Selected passage START
4 Fuzzy Sets & Game Theory
4.1 Fuzzy Logic
4.1.1 What
Fuzzy logic is a form of many-valued logic in which the truth values of variables may be any real number between 0 and 1. It is employed to handle the concept of partial truth, where the truth value may range between completely true and completely false.
4.1.2 Why
Ordinary (Boolean) logic assumes things to be true or false. No grey in between.
Ordinary maths is very exact and ignores the uncertainty
Statistics can be used but have assumptions built in
Fuzzy Logic is model free
4.1.3 IF-THEN rules
1 2 3 4
IF temperature IS very cold THEN fan_speed is stopped IF temperature IS cold THEN fan_speed is slow IF temperature IS warm THEN fan_speed is moderate IF temperature IS hot THEN fan_speed is high
4.2 Utility Theory
4.2.1 Strong AI vs Weak AI
Strong AI: AI that matches or exceeds human intelligence
Weak AI: machines can demonstrate intelligence, but do not necessarily have a mind, mental states or consciousness
4.2.2 Some Basic Concepts
Decision Making: The act of choosing between two or more courses of action, or choosing between possible solutions to a problem.
Rationality: the quality or state of being rational, that is, being based on or agreeable to reason.
Utility is an abstract measure for the amount of satisfaction you receive from something (mainly in Economics). For example, one receives utility from eating food, watching movies, and etc.
Two axiomatic assumptions on rationality:
In any given situation a decision-maker always chooses the action which is the best according to his/her utility or preferences.
Rational choice is common knowledge among all relevant decision makers.
Rational choice: weight the advantages and disadvantages of different options (or actions), and then choose the action that maximize individual utility.
4.2.3 Law of Diminishing Marginal Utility (Gossen's First Law)
Marginal Utility: the change in the utility from an increase (or decrease) in the consumption of that good or service.
Law of Diminishing Marginal Utility: the first unit of consumption of a good or service yields more utility than the second and subsequent units, with a continuing reduction for greater amounts. Therefore, the fall in marginal utility as consumption increases is known as diminishing marginal utility.
MU1>MU2>MU3......>MUn
where MUn = Un - Un-1 means marginal utility of the nth unit.
4.2.4 Expected Utility Hypothesis(Theory)
Expected Utility Hypothesis: concerning people's preferences with regard to choices that have uncertain outcomes (gambles), states that if specific axioms are satisfied, the subjective value associated with an individual's gamble is the statistical expectation of that individual's valuations of the outcomes of that gamble.
EU = ∑ pi Ui
where Ui is the utility of ith outcome, and pi is probability of ith outcome.
Selected passage END
**Tasks to perform**
1. Reproduce the stretch of the notes on fuzzy logic and utility theory from "Law of Diminishing Marginal Utility: the" through "the nth unit.", word for word.
2. Answer these questions using the notes on fuzzy logic and utility theory:
(a) What values may the truth values of variables take in fuzzy logic?
(b) According to the IF-THEN rules, what is the fan speed when the temperature is warm?
(c) In the expected utility formula, what does Ui stand for?
Data extract START
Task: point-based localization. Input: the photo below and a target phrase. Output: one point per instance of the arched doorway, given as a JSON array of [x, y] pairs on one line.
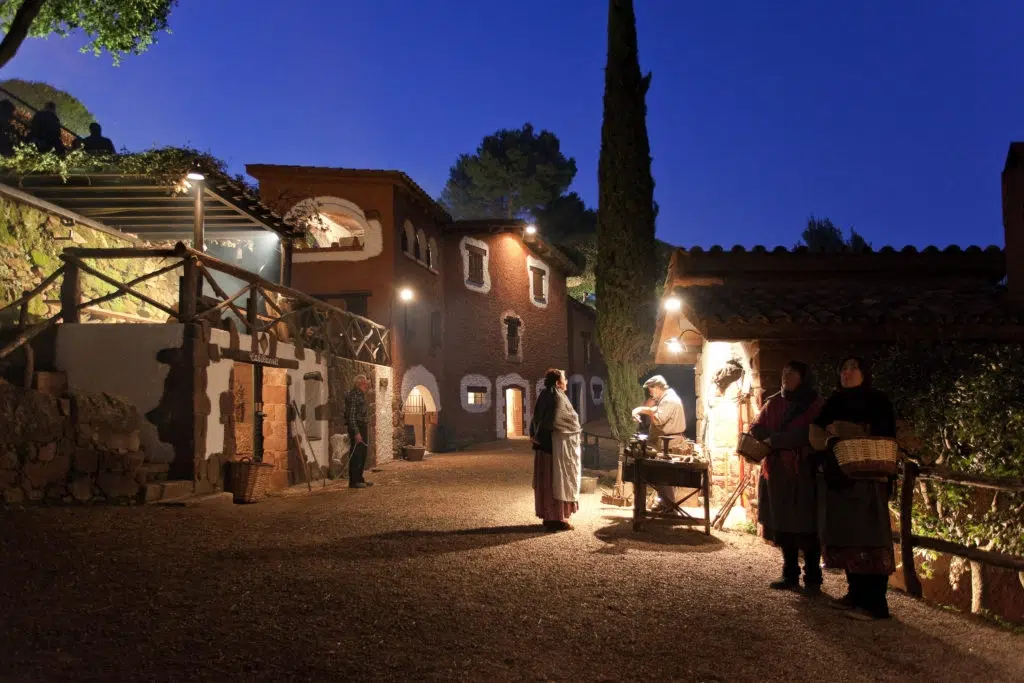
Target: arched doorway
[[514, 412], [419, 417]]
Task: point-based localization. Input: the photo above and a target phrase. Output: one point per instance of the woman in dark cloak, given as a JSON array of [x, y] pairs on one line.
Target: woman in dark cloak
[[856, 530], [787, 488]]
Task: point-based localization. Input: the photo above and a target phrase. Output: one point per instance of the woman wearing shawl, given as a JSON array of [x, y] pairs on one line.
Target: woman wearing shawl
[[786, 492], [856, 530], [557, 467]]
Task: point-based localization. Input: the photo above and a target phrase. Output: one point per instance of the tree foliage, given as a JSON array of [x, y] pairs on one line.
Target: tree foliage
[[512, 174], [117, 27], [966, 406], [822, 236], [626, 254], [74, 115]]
Data extract END
**Results by task**
1.
Law of Diminishing Marginal Utility: the first unit of consumption of a good or service yields more utility than the second and subsequent units, with a continuing reduction for greater amounts. Therefore, the fall in marginal utility as consumption increases is known as diminishing marginal utility.
MU1>MU2>MU3......>MUn
where MUn = Un - Un-1 means marginal utility of the nth unit.

2.
(a) Any real number between 0 and 1.
(b) Moderate.
(c) The utility of the ith outcome.